» **What you need to do**
Pictures are to be left out, but please repeat each record exactly.
------ Records supplied
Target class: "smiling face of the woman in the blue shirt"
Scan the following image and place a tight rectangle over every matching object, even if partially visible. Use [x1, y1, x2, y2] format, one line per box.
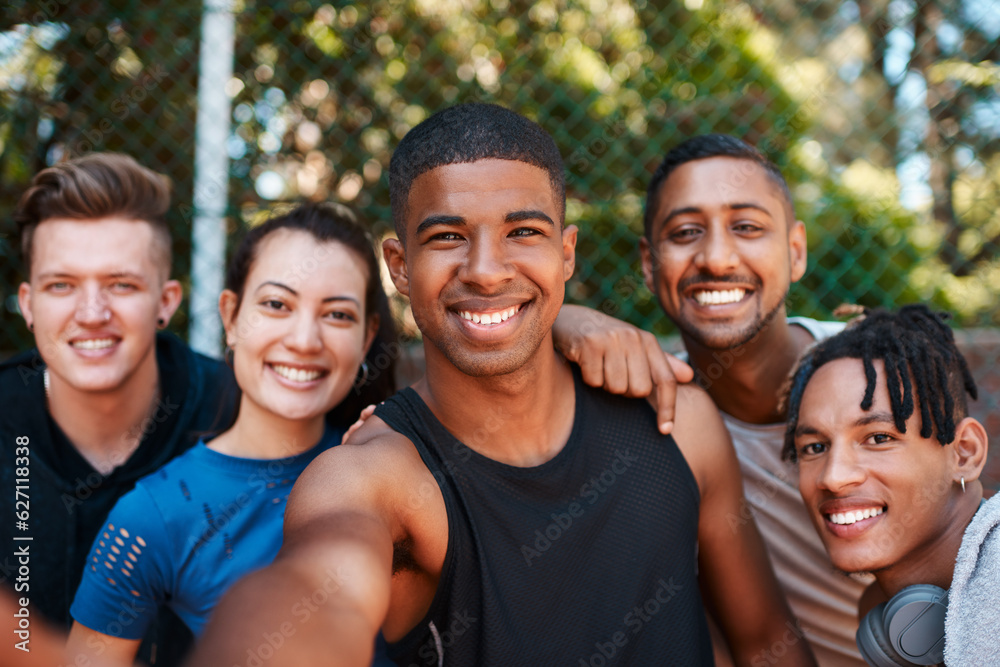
[219, 229, 376, 420]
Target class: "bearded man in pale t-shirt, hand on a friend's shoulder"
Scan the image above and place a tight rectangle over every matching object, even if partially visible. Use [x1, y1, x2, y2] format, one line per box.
[555, 135, 865, 666]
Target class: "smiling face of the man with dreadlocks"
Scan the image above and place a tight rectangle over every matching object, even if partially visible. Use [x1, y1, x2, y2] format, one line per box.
[795, 359, 971, 574]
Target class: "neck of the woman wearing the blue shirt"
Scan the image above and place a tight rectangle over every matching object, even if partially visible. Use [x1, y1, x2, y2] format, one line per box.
[208, 394, 326, 459]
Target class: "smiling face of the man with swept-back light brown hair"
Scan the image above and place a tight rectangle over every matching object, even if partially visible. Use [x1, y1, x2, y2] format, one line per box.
[18, 218, 181, 392]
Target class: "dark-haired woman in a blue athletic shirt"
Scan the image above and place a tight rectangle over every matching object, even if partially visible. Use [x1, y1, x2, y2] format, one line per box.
[68, 204, 395, 664]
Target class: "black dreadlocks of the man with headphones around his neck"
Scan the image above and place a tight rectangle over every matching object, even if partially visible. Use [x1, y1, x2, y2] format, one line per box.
[782, 304, 979, 461]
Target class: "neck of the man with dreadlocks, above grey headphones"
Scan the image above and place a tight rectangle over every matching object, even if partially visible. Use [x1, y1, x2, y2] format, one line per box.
[874, 483, 983, 598]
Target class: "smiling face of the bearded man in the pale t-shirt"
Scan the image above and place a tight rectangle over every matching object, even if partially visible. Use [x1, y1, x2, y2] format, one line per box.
[640, 157, 806, 349]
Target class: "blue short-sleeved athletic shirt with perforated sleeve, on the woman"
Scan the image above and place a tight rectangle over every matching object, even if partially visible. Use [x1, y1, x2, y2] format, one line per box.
[70, 428, 342, 639]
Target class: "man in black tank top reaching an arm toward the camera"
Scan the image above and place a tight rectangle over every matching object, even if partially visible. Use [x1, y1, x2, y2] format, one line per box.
[194, 104, 813, 667]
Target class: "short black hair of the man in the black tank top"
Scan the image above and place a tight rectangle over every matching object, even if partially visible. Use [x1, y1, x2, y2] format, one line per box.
[389, 102, 566, 240]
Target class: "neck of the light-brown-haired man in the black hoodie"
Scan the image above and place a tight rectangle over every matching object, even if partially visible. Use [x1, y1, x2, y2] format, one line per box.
[45, 352, 160, 475]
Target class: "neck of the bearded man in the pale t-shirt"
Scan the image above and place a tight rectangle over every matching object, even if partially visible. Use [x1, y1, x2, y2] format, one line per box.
[682, 312, 813, 424]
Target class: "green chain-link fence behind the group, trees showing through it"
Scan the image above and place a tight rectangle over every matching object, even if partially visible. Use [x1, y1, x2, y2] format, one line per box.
------------
» **Written answer**
Target class: "smiling face of the woman in the blue shirt"
Scan the following image and place a tight rectangle over every matching object, even if partially visible. Use [x1, y1, x2, y2] format, one line per box.
[219, 229, 376, 420]
Target class: "bearded man in pale t-shirt, hand on a friend's shoulder"
Scan the image above and place a tight rectangle over every matching object, even if partially visible. Use [x1, y1, x2, y2] format, one line per box.
[555, 135, 865, 666]
Target class: "smiling face of the man with dreadlocks"
Scan the image above and place a tight rectangle over every matching object, even if partially visible. Use [x1, y1, x2, y2] format, one line per box.
[795, 359, 971, 574]
Target class: "neck of the woman wearing the blue shirt"
Scan the image above and place a tight rectangle over every matching object, even if partially visible. Use [x1, y1, x2, y2] format, one line per box.
[208, 394, 326, 459]
Target class: "smiling face of the man with swept-back light brown hair"
Scan the image above and place a tight rectangle over every matching object, even if partially visible. Use [x1, y1, x2, y2] format, one line per box.
[18, 218, 181, 392]
Target class: "dark-haired woman in a blue athletic shirt"
Scan the image above and place a tight rectangle over every matching object, even if partially visible. Use [x1, y1, x2, y2] format, one line per box.
[68, 204, 395, 664]
Target class: "black dreadlocks of the man with headphones around his neck"
Scan the image above and place a tight rectangle over every matching object, even if partially visible. Use [x1, y1, x2, y2] format, one line per box.
[782, 304, 979, 461]
Target class: "neck of the man with dreadlocks, above grey headphones"
Scan the image above and place a tight rectangle over every matching object, even if partially visible. Use [x1, y1, x2, y2] format, one line per box.
[874, 483, 983, 598]
Target class: "smiling face of the bearded man in the pale t-shirt"
Scan the image above and place a tight rectangle over every matching object, even if partially visible. Use [x1, y1, x2, y2] format, one line per box.
[640, 157, 806, 349]
Target class: "blue short-sleeved athletic shirt with perforated sleeve, on the woman"
Scan the image above and place a tight rectangle over every matching object, even if partially visible. Use [x1, y1, x2, y2] format, one line per box.
[70, 428, 342, 639]
Target class: "man in black tank top reaching an arm toward the camera"
Scan the image above and place a tight rectangle over every matching object, even if partially visible. Use [x1, y1, x2, y2] format, one line per box.
[194, 104, 813, 667]
Target class: "short black hair of the man in the black tank top"
Scan the image above and place a tight rectangle over every matching object, even if partially visible. Use [x1, y1, x2, y2] format, one line per box.
[389, 102, 566, 240]
Target class: "neck of the light-brown-haired man in the black hoodie"
Scan the image above and place a tight rectangle over every matching object, even if partially visible. Use [x1, y1, x2, y2] format, one line per box.
[45, 352, 160, 475]
Target class: "neck of the bearded man in the pale t-shirt"
Scan the image above and place a tight rectangle over every matching object, even if partially visible. Use [x1, y1, x2, y2] format, one line per box.
[682, 312, 813, 424]
Target class: "green chain-link fence behind the group, trees showing through it"
Scan the image above and place a tight rectangle over every matching object, even if partially visible. Use [x1, y1, x2, y2] format, one line per box.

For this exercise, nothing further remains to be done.